__TEXT TO READ__
[Start]

# Forces exerted somewhere other than CM

1. Feb 7, 2016

### Moazin Khatri

Let's say I have a pen up in space in a zero g environment. And I carefully give the pen a nudge at the very tip of it. That's pretty away from the center of the mass of the pen. I know that will exert a torque and the pen will spin but I want to know whether its center of mass (along with the whole body) will move in a forward direction or not? And If yes how am I going to calculate how much it will move forward?

2. Feb 7, 2016

### Orodruin

Staff Emeritus
You can compute it just the same way as you would normally, by computing the total momentum of the pen - which is going to depend on the impulse you give it.

3. Feb 7, 2016

### Moazin Khatri

Then is it true that whether I exert a force at the CM or at the very tip of the pen it doesn't make a difference? Will it still go with the same velocity?

4. Feb 7, 2016

### Orodruin

Staff Emeritus
Of course it will make a difference, the pen will start rotating in one case and not in the other. For the overall movement of the CoM, it will not matter.

5. Feb 7, 2016

### Moazin Khatri

Yes I was talking about the over all CoM's movement.
But in the rotating case my nudge has given the pen a spin and some energy consequently. So won't this be a violation of the conservation of energy? Because if, in both cases, the pens have equal linear momentum thus equal kinetic energy due to their forward velocity but only in the rotatory case it also has a kinetic energy due to the spin...

6. Feb 7, 2016

### PeroK

The pen's initial kinetic energy is 0 in both cases, so energy isn't conserved in either case.

7. Feb 7, 2016

### Moazin Khatri

Obviously the energy is given by my nudge. But suppose I give equal nudges. Or same force for the same period of time.

8. Feb 7, 2016

### PeroK

Force x time = impulse = change in linear momentum. Force x time does not equal change in Kinetic Energy.

(I think this is a really good question and worth thinking about. Here at PF, we like you to work it out for yourself as far as possible.)

9. Feb 7, 2016

### Prannu

Wait a minute, if the pen is in a zero-g environment, there won't be any torque on the pen (you need two forces that are acting at different parts of the pen to actually start the rotation).

10. Feb 7, 2016

### PeroK

That's not the case at all. Just think of something on a flat surface.

11. Feb 7, 2016

### PeroK

Here's a hint. If you think about an impulse as a instantaneous spike, it's difficult to see what's happening. Instead, imagine you apply a modest force for 1-2 seconds. Now, compare the two cases where you apply the force to the CM and to one end. You will notice significant differences in what happens. For example, in the second case, you'll have to make a decision about how you are going to continue to apply the force once the pen starts moving (and rotating).

[End]

__SUPPLIED MATERIAL__
[Start]

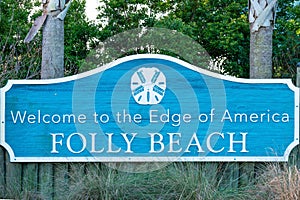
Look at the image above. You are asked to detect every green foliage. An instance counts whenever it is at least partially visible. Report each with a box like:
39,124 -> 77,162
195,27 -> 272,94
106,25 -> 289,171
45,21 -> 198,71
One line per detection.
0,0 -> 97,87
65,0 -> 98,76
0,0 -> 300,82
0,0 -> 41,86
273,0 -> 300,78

[End]
[Start]

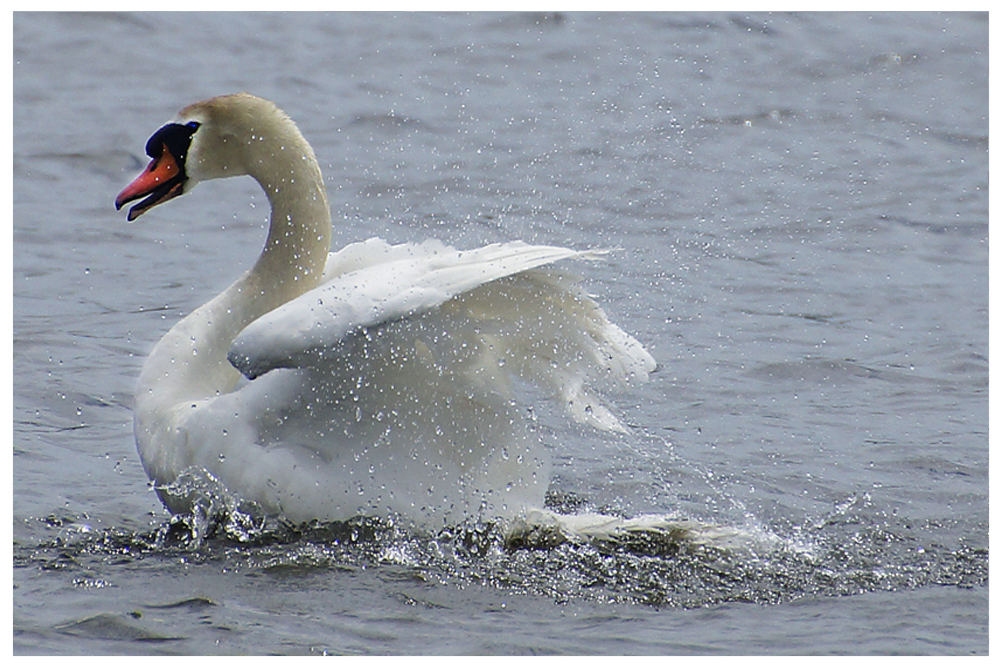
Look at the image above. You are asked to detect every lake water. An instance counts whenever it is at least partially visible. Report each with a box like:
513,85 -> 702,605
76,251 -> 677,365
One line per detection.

[End]

__STATED TASK__
In the thread about forces exerted away from a pen's center of mass, what does PeroK say force multiplied by time equals?

__ANSWER FOR THE TASK__
Impulse, which equals the change in linear momentum.